Assigned task
A stretch of the entries below is to be set down exactly, running from the line with "Where can the concrete" through the line with "Where can the window", both included, and no other line.

[[ Record set open ]]

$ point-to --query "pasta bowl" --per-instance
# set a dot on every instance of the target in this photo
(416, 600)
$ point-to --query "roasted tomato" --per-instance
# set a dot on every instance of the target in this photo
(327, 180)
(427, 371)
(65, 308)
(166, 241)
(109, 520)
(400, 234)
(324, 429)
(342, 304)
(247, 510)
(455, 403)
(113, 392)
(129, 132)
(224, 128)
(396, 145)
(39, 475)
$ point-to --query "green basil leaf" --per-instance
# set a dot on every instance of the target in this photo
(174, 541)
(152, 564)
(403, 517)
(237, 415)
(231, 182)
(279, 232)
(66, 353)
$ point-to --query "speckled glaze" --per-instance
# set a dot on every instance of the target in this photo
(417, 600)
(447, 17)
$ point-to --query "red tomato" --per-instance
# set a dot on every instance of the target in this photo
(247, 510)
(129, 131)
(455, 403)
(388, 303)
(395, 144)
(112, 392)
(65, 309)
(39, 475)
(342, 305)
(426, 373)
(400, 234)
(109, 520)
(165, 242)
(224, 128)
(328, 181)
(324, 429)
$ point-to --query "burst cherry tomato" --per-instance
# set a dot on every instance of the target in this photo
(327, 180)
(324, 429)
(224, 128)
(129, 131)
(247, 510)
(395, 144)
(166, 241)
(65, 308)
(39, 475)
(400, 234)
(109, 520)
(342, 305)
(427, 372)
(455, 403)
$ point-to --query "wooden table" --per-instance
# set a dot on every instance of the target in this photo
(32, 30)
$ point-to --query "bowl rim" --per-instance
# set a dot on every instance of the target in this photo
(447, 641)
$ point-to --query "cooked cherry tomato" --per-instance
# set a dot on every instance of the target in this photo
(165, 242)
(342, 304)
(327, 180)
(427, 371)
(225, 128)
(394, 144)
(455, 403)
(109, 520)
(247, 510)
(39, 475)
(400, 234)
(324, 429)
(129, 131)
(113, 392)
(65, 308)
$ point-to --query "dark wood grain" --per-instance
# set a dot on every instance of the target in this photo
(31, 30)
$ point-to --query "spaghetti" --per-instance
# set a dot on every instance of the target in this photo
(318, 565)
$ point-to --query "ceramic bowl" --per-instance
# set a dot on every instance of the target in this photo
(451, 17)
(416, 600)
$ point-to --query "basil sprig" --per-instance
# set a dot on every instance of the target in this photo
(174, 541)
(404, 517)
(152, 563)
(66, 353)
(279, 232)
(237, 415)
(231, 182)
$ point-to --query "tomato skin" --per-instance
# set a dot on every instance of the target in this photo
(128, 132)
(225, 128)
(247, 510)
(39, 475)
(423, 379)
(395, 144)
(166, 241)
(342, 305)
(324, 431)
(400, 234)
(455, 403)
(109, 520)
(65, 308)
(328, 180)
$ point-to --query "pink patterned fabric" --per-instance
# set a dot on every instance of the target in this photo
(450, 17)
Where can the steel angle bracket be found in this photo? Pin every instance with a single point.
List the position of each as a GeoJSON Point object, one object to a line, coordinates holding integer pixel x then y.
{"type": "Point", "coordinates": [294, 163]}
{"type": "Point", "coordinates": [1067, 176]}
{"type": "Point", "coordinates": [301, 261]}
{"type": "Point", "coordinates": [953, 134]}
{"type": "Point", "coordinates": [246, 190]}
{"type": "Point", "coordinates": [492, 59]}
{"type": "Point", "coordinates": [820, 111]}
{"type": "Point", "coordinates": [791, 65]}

[[ Record set closed ]]
[[ Record set open ]]

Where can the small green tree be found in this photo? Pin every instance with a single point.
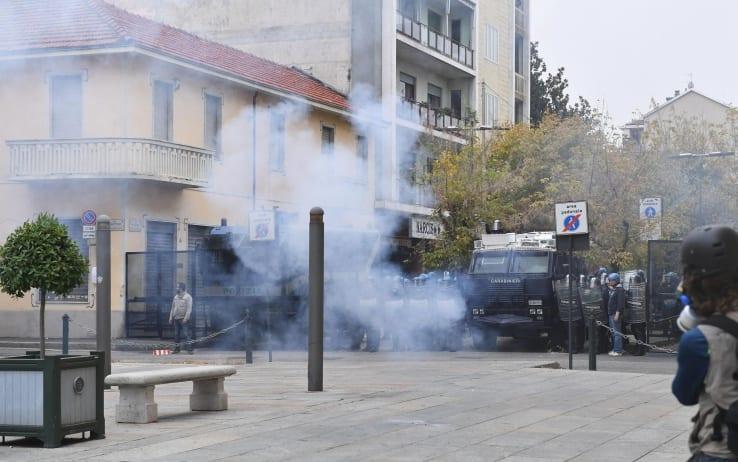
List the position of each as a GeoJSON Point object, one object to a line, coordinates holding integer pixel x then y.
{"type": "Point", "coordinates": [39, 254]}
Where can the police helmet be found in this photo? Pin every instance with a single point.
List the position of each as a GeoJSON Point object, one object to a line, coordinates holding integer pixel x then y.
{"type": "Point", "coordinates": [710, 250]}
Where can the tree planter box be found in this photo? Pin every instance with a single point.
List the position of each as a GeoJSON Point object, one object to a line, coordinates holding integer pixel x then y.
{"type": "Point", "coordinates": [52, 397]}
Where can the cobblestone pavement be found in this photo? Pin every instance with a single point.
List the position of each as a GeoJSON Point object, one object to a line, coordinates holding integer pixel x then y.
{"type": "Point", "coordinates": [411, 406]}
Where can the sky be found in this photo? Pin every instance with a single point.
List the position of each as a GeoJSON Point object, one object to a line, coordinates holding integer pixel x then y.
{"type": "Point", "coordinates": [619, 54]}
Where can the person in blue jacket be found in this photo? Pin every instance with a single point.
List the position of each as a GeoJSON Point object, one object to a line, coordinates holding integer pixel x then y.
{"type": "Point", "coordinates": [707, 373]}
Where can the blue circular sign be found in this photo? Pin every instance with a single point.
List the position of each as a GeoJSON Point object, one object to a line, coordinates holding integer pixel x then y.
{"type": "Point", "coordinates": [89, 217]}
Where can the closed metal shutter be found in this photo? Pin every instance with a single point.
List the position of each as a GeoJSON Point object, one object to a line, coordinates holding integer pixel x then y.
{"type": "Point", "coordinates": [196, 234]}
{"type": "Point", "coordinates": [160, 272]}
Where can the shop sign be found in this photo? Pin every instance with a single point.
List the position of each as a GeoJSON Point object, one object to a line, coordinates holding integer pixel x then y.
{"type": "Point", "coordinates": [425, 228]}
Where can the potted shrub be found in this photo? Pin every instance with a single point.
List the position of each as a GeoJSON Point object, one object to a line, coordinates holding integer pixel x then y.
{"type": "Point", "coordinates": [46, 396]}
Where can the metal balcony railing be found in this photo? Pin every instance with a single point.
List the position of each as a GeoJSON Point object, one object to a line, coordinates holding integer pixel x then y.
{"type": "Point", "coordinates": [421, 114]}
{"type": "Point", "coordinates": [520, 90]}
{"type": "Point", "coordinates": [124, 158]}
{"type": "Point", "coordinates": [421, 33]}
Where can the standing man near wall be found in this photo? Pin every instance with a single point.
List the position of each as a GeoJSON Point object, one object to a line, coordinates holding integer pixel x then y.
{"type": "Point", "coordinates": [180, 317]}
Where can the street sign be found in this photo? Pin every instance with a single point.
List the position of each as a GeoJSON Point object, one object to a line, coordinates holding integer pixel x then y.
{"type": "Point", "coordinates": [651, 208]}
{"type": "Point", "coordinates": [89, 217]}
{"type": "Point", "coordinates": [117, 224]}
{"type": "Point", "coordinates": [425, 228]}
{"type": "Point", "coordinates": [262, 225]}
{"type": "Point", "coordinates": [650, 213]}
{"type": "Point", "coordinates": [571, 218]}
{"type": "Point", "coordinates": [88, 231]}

[[ Record set closed ]]
[[ Record set open ]]

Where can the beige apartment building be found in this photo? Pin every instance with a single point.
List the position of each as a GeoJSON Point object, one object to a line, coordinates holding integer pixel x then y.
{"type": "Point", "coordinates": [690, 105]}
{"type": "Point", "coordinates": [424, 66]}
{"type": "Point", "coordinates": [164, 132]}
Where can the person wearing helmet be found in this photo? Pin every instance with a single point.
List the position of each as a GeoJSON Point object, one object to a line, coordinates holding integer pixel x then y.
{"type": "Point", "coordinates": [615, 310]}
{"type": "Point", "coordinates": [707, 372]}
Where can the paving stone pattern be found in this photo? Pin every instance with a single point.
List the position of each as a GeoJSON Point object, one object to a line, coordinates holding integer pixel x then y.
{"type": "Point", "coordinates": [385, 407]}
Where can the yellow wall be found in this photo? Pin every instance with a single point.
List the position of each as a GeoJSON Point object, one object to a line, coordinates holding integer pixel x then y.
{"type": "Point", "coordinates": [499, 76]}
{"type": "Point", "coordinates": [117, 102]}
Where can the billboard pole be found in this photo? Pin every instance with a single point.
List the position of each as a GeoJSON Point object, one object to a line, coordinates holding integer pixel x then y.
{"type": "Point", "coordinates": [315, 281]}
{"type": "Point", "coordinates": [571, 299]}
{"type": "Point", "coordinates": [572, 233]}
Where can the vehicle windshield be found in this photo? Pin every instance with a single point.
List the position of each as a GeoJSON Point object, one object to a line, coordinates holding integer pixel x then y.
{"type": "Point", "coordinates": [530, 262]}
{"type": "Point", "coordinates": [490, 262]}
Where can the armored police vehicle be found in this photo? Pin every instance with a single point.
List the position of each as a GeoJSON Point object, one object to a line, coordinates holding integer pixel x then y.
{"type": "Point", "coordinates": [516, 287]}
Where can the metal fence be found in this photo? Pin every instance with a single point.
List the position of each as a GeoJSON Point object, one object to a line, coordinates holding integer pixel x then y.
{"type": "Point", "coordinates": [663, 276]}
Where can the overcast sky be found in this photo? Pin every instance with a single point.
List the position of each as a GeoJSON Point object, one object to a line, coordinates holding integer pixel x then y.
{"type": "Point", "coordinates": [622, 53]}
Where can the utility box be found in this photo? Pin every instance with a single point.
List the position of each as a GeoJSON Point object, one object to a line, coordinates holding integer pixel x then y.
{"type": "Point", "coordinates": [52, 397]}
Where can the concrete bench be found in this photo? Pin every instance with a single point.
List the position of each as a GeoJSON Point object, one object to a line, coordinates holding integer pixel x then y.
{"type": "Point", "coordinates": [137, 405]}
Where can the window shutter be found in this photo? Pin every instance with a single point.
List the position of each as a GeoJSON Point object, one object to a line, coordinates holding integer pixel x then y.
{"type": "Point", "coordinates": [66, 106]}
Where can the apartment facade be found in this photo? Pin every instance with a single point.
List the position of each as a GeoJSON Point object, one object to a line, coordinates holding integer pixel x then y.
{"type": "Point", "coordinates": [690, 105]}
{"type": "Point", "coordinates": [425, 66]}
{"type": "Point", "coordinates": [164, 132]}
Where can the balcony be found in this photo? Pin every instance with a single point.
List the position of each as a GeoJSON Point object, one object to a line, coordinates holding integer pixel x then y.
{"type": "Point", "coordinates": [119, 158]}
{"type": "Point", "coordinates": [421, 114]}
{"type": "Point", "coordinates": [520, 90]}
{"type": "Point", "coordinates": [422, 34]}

[[ Record set closed ]]

Result for this task
Where can the concrete bench be found in this photo? Pin every instance with a single point.
List the position of each as a GeoJSON Point object, one object to a line, coordinates holding integer pixel x then y.
{"type": "Point", "coordinates": [137, 405]}
Where can the window shutter be found in this photo? Pin every instance with a single point.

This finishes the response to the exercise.